◆ Written exercise A: In the text on RAID group and storage pool configuration, recast the paragraph beginning "A single RAID 5 Storage Pool" as a bulleted list that keeps its main facts.
◆ Written exercise B: Translate this sentence from the text on RAID group and storage pool configuration into Spanish: "RAID 5 provides tolerance against a single disk failure."
◆ Written exercise C: Write what comes next in the text on RAID group and storage pool configuration, picking up after its final line about the virtualization platform.

◆ Text provided:
——————
RAID Group Configuration

Four RAID 5 groups were used, each composed of 15 SSDs. RAID 5 was selected for its suitability for general purpose workloads. RAID 5 provides tolerance against a single disk failure. For best performance and capacity, RAID 5 groups should be sized to multiples of five or nine drives, so this group maintains a multiple of the preferred five-drive count. One LUN was created in each of the four RAID groups. The LUN was sized to either 50% of the RAID group (Best Practices) or 100% (Fully Allocated). For testing, the capacity of each LUN was fully utilized by VMmark virtual machines and randomized data.

            RAID Group Configuration VMmark Storage Comparison        VMmark Storage Pool Configuration Storage Comparison

Storage Pool Configuration

A single RAID 5 Storage Pool containing all 60 SSDs was used. Four thick LUNs were allocated from the pool, meaning that all of the storage space was reserved on the volume. LUNs were equivalent in size and consumed a total of either 50% (Best Practices) or 100% (Fully Allocated) of the pool capacity.

Storage Layout

Most of the VMmark storage load was created by two types of virtual machines: database (DVD Store) and mail server (Microsoft Exchange). These virtual machines were isolated on two different LUNs. The remaining virtual machines were spread across the remaining two LUNs. That is, in the RAID group case, storage-heavy workloads were physically isolated in different RAID groups, but in the storage pool case, all workloads shared the same pool.

Systems Under Test: Two Dell PowerEdge R720 servers
Configuration Per Server:  
     Virtualization Platform: VMware vSphere 6.0. VMs used virtual hardware version 11 and current VMware Tools.
——————
◆ Data extract:
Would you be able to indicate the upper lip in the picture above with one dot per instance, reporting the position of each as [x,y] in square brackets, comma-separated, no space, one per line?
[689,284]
——————
◆ Expected answer A:
- One RAID 5 storage pool held all 60 SSDs.
- Four thick LUNs were allocated from the pool, so all of their storage space was reserved on the volume.
- The LUNs were equal in size and together used either 50% (Best Practices) or 100% (Fully Allocated) of the pool capacity.

◆ Expected answer B: RAID 5 ofrece tolerancia ante el fallo de un solo disco.

◆ Expected answer C:
     CPUs: Two 12-core Intel® Xeon® E5-2697 v2 @ 2.7 GHz, Turbo Boost Enabled, up to 3.5 GHz, Hyper-Threading enabled.
     Memory: 256GB ECC DDR3 @ 1866MHz
     Host Bus Adapter: QLogic ISP2532 DualPort 8Gb Fibre Channel to PCI Express
     Network Controller: One Intel 82599EB dual-port 10 Gigabit PCIe Adapter, one Intel I350 Dual-Port Gigabit PCIe Adapter

Each configuration was tested at three different load points: 1 tile (the lowest load level), 7 tiles (an approximate mid-point), and 13 tiles, which was the maximum number of tiles that still met Quality of Service (QoS) requirements. All datapoints represent the mean of two tests of each configuration.

VMmark Results

RAID Group vs. Storage Pool Performance comparison using VMmark benchmark

Across all load levels tested, the VMmark performance score, which is a function of application throughput, was similar regardless of storage provisioning type. Neither the storage type used nor the capacity allocated affected throughput.

VMmark 2.5 performance scores are based on application and infrastructure workload throughput, while application latency reflects Quality of Service. For the Mail Server, Olio, and DVD Store 2 workloads, latency is defined as the application’s response time. We wanted to see how storage configuration affected application latency as opposed to the VMmark score. All latencies are normalized to the lowest 1-tile results.

Storage configuration did not affect VMmark application latencies.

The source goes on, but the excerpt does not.